Your assignment =
In the data below, how many lines contain the string "backrest"? Reply with the number only.

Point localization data
......

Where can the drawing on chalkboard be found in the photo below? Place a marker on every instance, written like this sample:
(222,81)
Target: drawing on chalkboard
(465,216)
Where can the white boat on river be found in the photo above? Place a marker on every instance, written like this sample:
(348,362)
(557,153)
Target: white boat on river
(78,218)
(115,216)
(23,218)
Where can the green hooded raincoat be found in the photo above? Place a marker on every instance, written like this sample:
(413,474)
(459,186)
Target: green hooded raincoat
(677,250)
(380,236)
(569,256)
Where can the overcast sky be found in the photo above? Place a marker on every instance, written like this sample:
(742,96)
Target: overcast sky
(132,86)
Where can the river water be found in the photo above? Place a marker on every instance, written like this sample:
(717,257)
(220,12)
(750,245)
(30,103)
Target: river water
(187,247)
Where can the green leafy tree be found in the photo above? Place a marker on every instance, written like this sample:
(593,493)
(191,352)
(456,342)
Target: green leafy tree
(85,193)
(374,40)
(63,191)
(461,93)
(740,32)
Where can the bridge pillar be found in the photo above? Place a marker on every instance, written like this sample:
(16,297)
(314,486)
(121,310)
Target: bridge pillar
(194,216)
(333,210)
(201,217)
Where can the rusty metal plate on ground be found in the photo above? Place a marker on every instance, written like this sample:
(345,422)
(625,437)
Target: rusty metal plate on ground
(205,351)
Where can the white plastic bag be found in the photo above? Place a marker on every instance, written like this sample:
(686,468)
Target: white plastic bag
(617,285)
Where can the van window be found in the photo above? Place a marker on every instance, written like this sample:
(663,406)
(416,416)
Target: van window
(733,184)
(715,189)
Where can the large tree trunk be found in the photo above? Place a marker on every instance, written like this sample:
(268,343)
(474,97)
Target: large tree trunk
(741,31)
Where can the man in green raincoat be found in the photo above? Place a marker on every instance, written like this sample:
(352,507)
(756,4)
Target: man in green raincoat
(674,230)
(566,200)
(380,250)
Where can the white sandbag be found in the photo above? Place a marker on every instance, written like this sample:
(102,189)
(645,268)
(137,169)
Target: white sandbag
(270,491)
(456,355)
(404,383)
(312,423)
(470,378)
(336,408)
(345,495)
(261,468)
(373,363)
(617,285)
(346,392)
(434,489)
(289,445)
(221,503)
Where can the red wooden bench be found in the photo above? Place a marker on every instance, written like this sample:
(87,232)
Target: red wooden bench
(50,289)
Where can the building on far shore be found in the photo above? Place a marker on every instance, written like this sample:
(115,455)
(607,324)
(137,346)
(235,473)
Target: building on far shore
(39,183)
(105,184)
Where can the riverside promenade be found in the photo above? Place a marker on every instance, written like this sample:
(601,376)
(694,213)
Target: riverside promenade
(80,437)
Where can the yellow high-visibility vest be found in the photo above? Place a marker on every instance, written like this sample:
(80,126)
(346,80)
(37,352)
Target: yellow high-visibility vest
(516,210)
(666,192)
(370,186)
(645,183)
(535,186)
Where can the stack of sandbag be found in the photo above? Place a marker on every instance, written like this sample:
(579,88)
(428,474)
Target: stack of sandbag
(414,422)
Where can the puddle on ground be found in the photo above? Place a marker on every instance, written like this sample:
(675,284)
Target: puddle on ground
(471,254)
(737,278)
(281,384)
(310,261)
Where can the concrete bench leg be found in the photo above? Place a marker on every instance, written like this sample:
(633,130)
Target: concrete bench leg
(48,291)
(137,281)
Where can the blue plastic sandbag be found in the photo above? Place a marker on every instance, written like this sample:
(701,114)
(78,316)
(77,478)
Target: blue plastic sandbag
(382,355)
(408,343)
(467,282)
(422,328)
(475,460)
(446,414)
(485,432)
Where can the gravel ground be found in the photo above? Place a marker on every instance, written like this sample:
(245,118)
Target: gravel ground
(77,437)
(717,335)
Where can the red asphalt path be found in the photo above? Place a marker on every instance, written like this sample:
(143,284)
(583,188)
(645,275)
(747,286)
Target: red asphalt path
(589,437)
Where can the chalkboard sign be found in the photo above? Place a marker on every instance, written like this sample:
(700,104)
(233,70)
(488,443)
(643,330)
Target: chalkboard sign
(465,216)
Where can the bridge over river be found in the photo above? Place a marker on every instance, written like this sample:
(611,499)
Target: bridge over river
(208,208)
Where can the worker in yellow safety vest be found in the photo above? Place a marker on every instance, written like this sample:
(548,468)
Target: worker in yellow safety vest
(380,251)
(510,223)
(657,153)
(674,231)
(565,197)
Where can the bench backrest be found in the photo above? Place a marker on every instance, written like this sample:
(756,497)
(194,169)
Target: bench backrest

......

Solution to this exercise =
2